PASSAGE SHOWN:

# tpms wont relearn



## snowwy66 (Nov 5, 2017)

The tool has to be held exact angle and position.

Straight up and antenna in front of the valve stem in the tire area. About 2 inches.

If it don't work. Try a fresh battery. Works for me. If it still don't work. Time for a new tool.


----------



## BDCCruze (Jul 12, 2017)

Yep, was going to also suggest a new battery.


----------



## boraz (Aug 29, 2013)

snowwy66 said:


> The tool has to be held exact angle and position.
> 
> Straight up and antenna in front of the valve stem in the tire area. About 2 inches.
> 
> If it don't work. Try a fresh battery. Works for me. If it still don't work. Time for a new tool.


what are you talking aboot?

2011 doesnt need relearn tool


----------



## Maqcro1 (Apr 29, 2019)

boraz said:


> what are you talking aboot?
> 
> 2011 doesnt need relearn tool


Is there a difference between 2011 and 2012? Just wondering because my 2012 uses a TPMS relearn tool at each wheel.

AVAILABLE DATA:
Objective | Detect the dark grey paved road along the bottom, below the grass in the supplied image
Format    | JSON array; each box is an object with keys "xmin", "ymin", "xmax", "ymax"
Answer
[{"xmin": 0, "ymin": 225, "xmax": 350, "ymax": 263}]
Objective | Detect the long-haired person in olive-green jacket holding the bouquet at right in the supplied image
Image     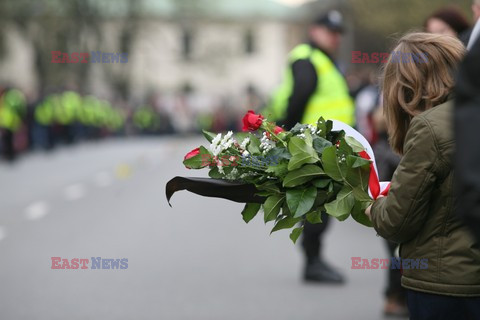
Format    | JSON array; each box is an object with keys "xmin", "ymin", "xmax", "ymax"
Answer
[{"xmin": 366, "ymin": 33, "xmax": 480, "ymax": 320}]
...
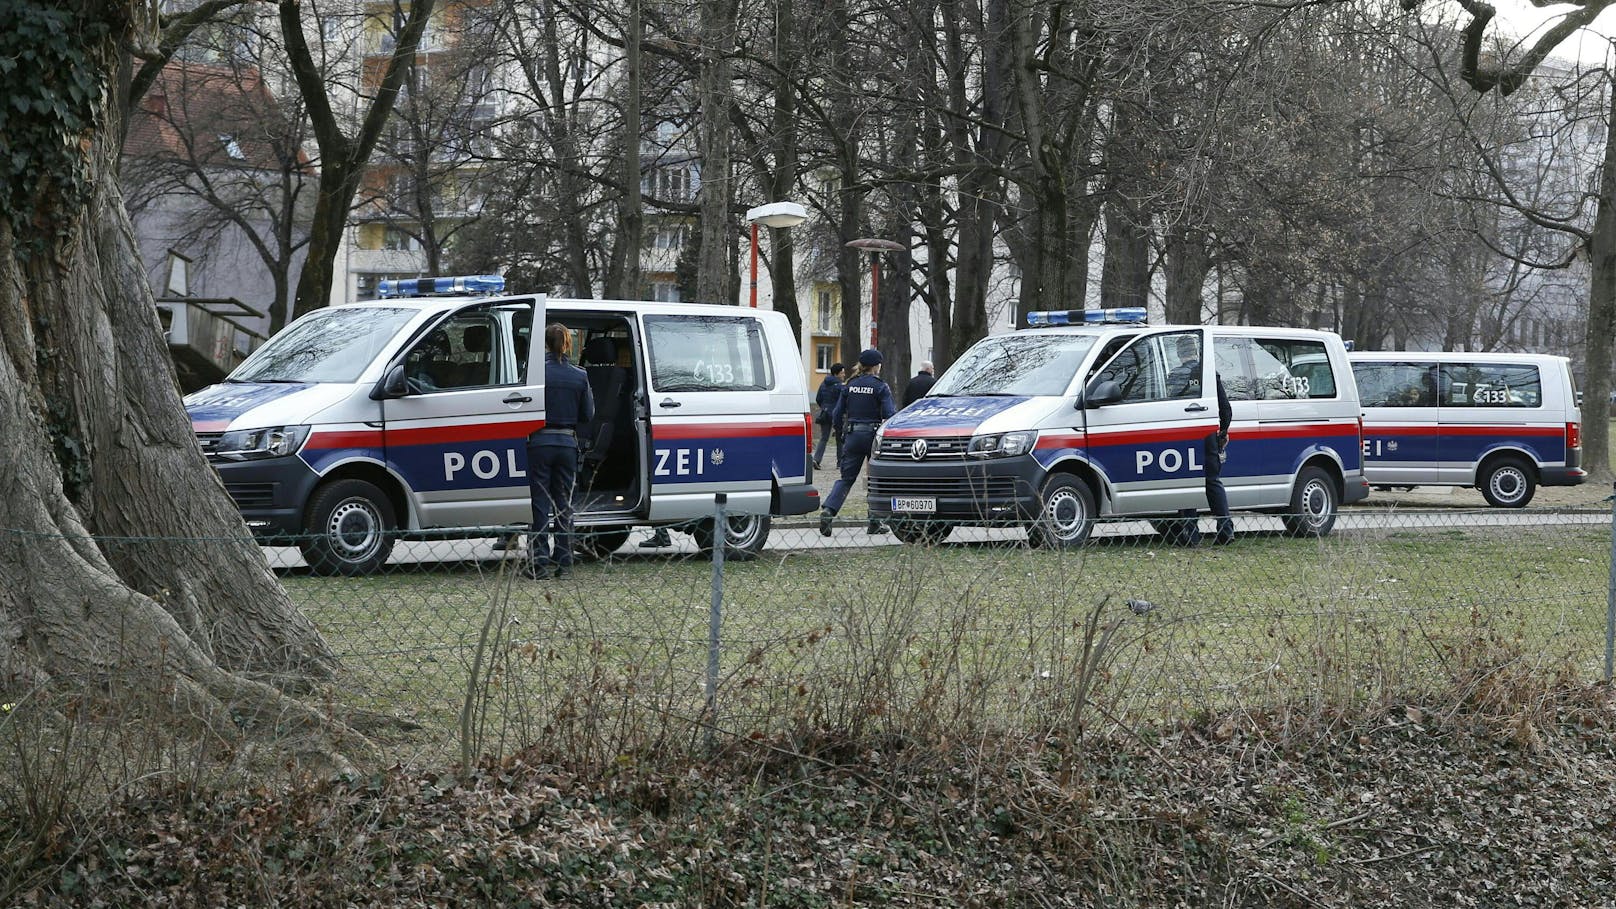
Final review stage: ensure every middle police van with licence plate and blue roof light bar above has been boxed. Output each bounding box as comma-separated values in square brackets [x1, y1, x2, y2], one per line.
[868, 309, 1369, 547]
---
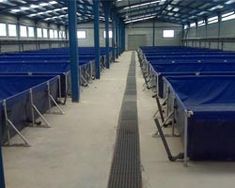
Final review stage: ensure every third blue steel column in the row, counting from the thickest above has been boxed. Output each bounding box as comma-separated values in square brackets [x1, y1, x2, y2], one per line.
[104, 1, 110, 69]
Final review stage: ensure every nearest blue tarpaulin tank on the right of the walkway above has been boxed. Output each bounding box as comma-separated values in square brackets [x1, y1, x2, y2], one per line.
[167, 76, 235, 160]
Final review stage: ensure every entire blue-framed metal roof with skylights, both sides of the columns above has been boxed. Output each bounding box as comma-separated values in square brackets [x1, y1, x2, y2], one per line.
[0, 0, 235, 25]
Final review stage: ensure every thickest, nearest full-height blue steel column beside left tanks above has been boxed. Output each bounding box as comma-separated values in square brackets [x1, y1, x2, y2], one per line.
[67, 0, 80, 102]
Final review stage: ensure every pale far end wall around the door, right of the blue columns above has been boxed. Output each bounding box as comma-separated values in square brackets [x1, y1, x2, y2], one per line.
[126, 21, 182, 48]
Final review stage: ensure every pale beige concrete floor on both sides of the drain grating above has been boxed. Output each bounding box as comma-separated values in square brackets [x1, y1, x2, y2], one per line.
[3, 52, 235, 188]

WHAT TO DO:
[1] In the TPMS relearn thread, about how far from the valve stem should the tool's antenna be held?
[2] Extend the TPMS relearn thread past its last post.

ANSWERS PROVIDED:
[1] About 2 inches.

[2]
----------



## boraz (Aug 29, 2013)

Maqcro1 said:


> Is there a difference between 2011 and 2012? Just wondering because my 2012 uses a TPMS relearn tool at each wheel.


2012 was first yr you need relearn tool


----------



## snowwy66 (Nov 5, 2017)

There's a trick that works without the tool.
The people on here said it was discontinued in 2014 I think.

2011 can use the trick or the tool.

After 2014. The tool is needed.

The tool is designed for 2006 and later vehicles.


----------



## snowwy66 (Nov 5, 2017)

boraz said:


> what are you talking aboot?
> 
> 2011 doesnt need relearn tool


No but it's easier.

12, 13 don't need it either. According to this very forum.

That very discussion was had on here 5 years ago.


----------



## Maqcro1 (Apr 29, 2019)

boraz said:


> 2012 was first yr you need relearn tool


Thanks for clarifying. 😊


----------



## Maqcro1 (Apr 29, 2019)

snowwy66 said:


> No but it's easier.
> 
> 12, 13 don't need it either. According to this very forum.
> 
> That very discussion was had on here 5 years ago.


Talking about letting air out of the tire in clockwise rotation starting from driver front wheel?


----------



## BadBowtie (Apr 18, 2015)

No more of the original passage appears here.